## Do this
Omit any picture, and return the remaining data exactly as written.
start Dataset content
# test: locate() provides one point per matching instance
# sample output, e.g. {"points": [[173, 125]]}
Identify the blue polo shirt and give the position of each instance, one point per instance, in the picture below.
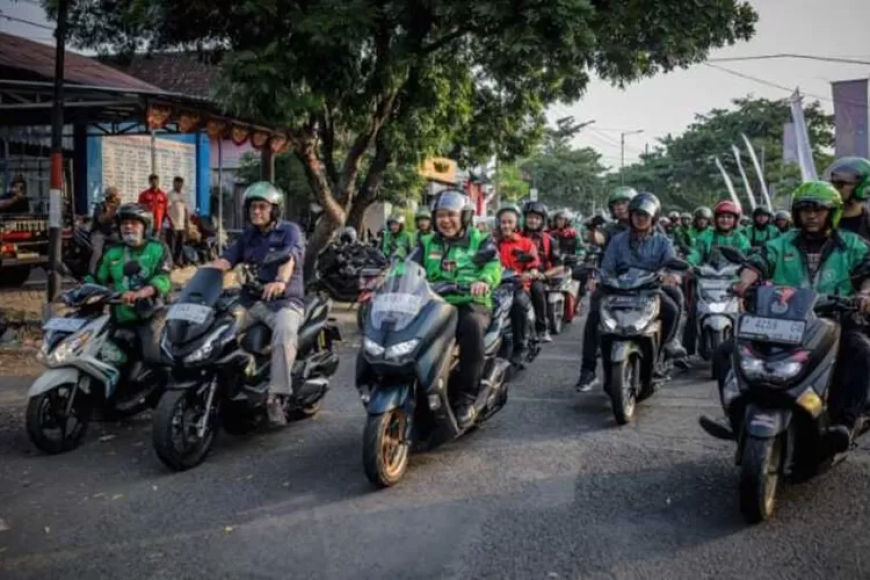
{"points": [[253, 246]]}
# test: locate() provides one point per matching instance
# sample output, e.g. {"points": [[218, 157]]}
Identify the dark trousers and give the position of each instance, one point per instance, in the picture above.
{"points": [[848, 392], [470, 330], [539, 302], [175, 240], [671, 305], [519, 319]]}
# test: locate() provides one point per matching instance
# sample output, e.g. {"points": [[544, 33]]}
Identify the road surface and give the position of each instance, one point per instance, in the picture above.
{"points": [[550, 488]]}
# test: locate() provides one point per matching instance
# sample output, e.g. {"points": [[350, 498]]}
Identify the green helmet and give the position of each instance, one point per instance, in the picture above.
{"points": [[817, 194], [851, 170], [703, 211], [622, 193], [265, 191]]}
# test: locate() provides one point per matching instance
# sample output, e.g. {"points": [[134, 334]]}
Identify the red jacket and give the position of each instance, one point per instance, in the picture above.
{"points": [[509, 247], [156, 201]]}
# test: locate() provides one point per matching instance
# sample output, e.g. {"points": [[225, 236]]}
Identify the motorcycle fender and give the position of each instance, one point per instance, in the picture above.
{"points": [[388, 398], [766, 423], [52, 378], [717, 322], [620, 350]]}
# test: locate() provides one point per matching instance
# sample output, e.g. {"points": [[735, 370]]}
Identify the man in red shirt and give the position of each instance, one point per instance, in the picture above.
{"points": [[520, 254], [155, 200]]}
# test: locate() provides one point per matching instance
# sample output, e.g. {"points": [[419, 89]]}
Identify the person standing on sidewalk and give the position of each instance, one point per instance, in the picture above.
{"points": [[179, 218]]}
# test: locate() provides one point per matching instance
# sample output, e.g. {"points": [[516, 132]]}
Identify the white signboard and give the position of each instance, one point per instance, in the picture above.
{"points": [[127, 165]]}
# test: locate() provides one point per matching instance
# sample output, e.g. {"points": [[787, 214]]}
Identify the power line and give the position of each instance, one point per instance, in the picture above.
{"points": [[790, 55]]}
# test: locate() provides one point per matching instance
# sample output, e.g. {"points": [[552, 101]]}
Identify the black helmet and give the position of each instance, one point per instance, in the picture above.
{"points": [[454, 200], [140, 213], [647, 203]]}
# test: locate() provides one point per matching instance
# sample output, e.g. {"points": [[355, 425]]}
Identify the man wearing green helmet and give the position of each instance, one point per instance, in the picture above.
{"points": [[150, 283], [282, 304], [397, 242], [819, 255], [851, 177]]}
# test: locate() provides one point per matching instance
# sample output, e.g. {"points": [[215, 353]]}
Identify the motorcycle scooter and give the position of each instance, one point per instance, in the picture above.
{"points": [[404, 370]]}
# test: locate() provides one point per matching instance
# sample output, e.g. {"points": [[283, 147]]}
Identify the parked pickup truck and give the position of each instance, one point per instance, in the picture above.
{"points": [[23, 246]]}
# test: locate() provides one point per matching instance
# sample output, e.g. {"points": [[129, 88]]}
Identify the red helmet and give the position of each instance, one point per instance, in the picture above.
{"points": [[727, 206]]}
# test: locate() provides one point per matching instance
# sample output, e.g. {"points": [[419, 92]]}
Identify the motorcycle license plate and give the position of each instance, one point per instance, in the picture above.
{"points": [[195, 313], [65, 324], [772, 329]]}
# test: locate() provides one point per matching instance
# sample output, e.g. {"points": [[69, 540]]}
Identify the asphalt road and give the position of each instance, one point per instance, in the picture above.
{"points": [[550, 488]]}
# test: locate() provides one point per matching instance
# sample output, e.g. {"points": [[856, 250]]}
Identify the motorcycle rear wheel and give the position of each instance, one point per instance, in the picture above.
{"points": [[385, 453], [624, 386], [759, 478]]}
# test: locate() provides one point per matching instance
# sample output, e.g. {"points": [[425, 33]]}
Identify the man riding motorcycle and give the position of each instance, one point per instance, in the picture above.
{"points": [[282, 304], [449, 256], [397, 242], [534, 217], [851, 177], [142, 290], [782, 221], [818, 254], [761, 231], [645, 247], [511, 245]]}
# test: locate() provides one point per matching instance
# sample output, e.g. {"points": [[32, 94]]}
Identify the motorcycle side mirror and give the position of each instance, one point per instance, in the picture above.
{"points": [[677, 265], [132, 268], [732, 254]]}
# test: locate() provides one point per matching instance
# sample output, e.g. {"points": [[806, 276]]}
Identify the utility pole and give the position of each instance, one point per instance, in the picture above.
{"points": [[55, 205], [622, 152]]}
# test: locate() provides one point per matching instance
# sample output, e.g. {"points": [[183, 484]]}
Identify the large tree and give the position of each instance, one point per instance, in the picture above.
{"points": [[340, 73]]}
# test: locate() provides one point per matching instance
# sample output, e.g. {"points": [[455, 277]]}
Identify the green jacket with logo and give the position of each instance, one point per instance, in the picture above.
{"points": [[710, 239], [783, 261], [155, 263], [452, 261], [397, 244], [759, 237]]}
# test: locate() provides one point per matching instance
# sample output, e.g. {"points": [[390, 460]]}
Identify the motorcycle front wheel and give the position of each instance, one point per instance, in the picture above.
{"points": [[178, 434], [57, 420], [759, 478], [385, 450]]}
end Dataset content
## Task answer
# test: locate() provides one point per matching instance
# sample output, e.g. {"points": [[173, 125]]}
Identify the blue polo shirt and give the position of each instance, one point per instance, in the picture below.
{"points": [[253, 246]]}
# test: locate() provides one point per matching instance
# sample output, e.g. {"points": [[218, 157]]}
Identify the dark trousers and give the position of each instance, one point per instance, in the picture above.
{"points": [[848, 392], [470, 330], [539, 302], [175, 240], [671, 305], [519, 319]]}
# test: locate() provides one point per matching instance
# sample output, e.g. {"points": [[544, 33]]}
Identify the road surface and give the position of each instance, one point per instance, in the picture above.
{"points": [[550, 488]]}
# test: locate() provides one point per matching instance
# sample output, e.g. {"points": [[350, 498]]}
Identify the green helmet and give the position of each instance, one point per instance, in the picture above.
{"points": [[817, 194], [851, 170], [703, 211], [622, 193], [265, 191]]}
# test: locate() provides one point per matching instance
# sample output, e.g. {"points": [[134, 334]]}
Identify the red jacket and give the position of each instance, one point per instance, in the picture above.
{"points": [[509, 247], [156, 201]]}
# test: locate() provides one point per matching instance
# sample output, e.g. {"points": [[225, 236]]}
Identify the motorcycle fender and give the position of each instance, one point per instance, in the picture above.
{"points": [[388, 398], [766, 423], [52, 378], [717, 322], [620, 350]]}
# test: locate() provides one point per matching instance
# sample output, e.g. {"points": [[735, 370]]}
Identify the man in red shirt and give the position of each instance, one point per instance, in the picture above.
{"points": [[520, 254], [155, 200]]}
# test: locate() provides one point per matching instance
# sample output, e.g. {"points": [[419, 89]]}
Identify the person standing on sidewalk and give the position of each instance, one point per instance, in the picture above.
{"points": [[179, 218]]}
# test: locate() provides one point per matching instance
# sample output, e.g. {"points": [[516, 132]]}
Identify the white signboard and give the position of each instance, one point per instance, in the picture above.
{"points": [[127, 165]]}
# test: locate() provides one point per matching instance
# sample output, e.g. {"points": [[787, 214]]}
Identify the power line and give the position of each instance, one point per instance, in the picture above.
{"points": [[790, 55]]}
# test: locate() provides one point per matching instance
# sample output, e.g. {"points": [[552, 101]]}
Identify the black helmet and give the position of each instance, one point per instance, in the picture above.
{"points": [[454, 200], [140, 213], [647, 203]]}
# test: locate() provides one point per matching instance
# sample output, e.g. {"points": [[355, 425]]}
Identify the man wearing green helmet and give the position of each instance, one point per instance, in the picture above.
{"points": [[150, 283], [282, 304], [397, 242], [819, 255], [851, 177]]}
# test: locate() provides one point per matching instance
# sample output, e.g. {"points": [[215, 353]]}
Identify the motorcycle scooter and give the position of each instance, one point per instance, in the picture above.
{"points": [[404, 370]]}
# test: locate() provides one point per matching instance
# sample output, e.g. {"points": [[283, 147]]}
Identify the parked pickup truck and give the position of each instance, one point per instance, in the picture above.
{"points": [[23, 246]]}
# test: locate() provides one point per matching instance
# sample output, e.g. {"points": [[129, 88]]}
Identify the red helmet and give the position of each instance, one point per instance, in the picture above.
{"points": [[727, 206]]}
# test: locate() provides one point per matching instance
# sample output, e.g. {"points": [[419, 92]]}
Identify the motorcycle license plate and give the position of each instance, one point per instance, in the picture above.
{"points": [[195, 313], [65, 324], [772, 329]]}
# test: locate() provides one point per matching instance
# sample output, e.g. {"points": [[69, 540]]}
Identify the asphalt road and give the position of each instance, one point per instance, in the picture above.
{"points": [[550, 488]]}
# test: locate() provides one point per matching instance
# sample output, e.g. {"points": [[856, 250]]}
Identify the motorcycle rear wheel and give the position of each instance, one point per instance, in the picture above.
{"points": [[385, 453], [624, 386], [759, 478]]}
# test: locate() provides one point per matching instance
# sample output, e.g. {"points": [[425, 33]]}
Identify the man riding motorcycle and give the position of each instance, one point per instance, in the picture above.
{"points": [[282, 304], [449, 256], [397, 242], [534, 217], [851, 177], [142, 290], [782, 221], [818, 254], [761, 231], [645, 247], [511, 245]]}
# test: locate() provides one point per matching instance
# sample output, e.g. {"points": [[32, 94]]}
Identify the motorcycle side mirror and give the position of each instance, one point per instance, in the picture above.
{"points": [[677, 265], [132, 268], [732, 254]]}
# test: locate() provides one point per matching instance
# sample output, e.g. {"points": [[806, 276]]}
Identify the utility pole and give the position of each instance, one point per instance, in the picture above.
{"points": [[55, 205], [622, 152]]}
# test: locate() provides one point per matching instance
# sample output, e.g. {"points": [[183, 484]]}
Identify the large tree and give the position of each instance, one point per instance, in the picture above.
{"points": [[340, 73]]}
# test: locate() provides one point per matching instance
# sample output, e.g. {"points": [[455, 277]]}
Identify the green jacket with logo and give the position of each instance, one point per instance, in the picture above.
{"points": [[710, 239], [783, 261], [155, 263], [452, 261], [397, 244], [759, 237]]}
# test: locate() provides one point per matching instance
# sample output, e.g. {"points": [[390, 460]]}
Identify the motorcycle front wheel and give the position of each instance, one point per instance, in the picture above.
{"points": [[178, 434], [57, 420], [759, 478], [385, 450]]}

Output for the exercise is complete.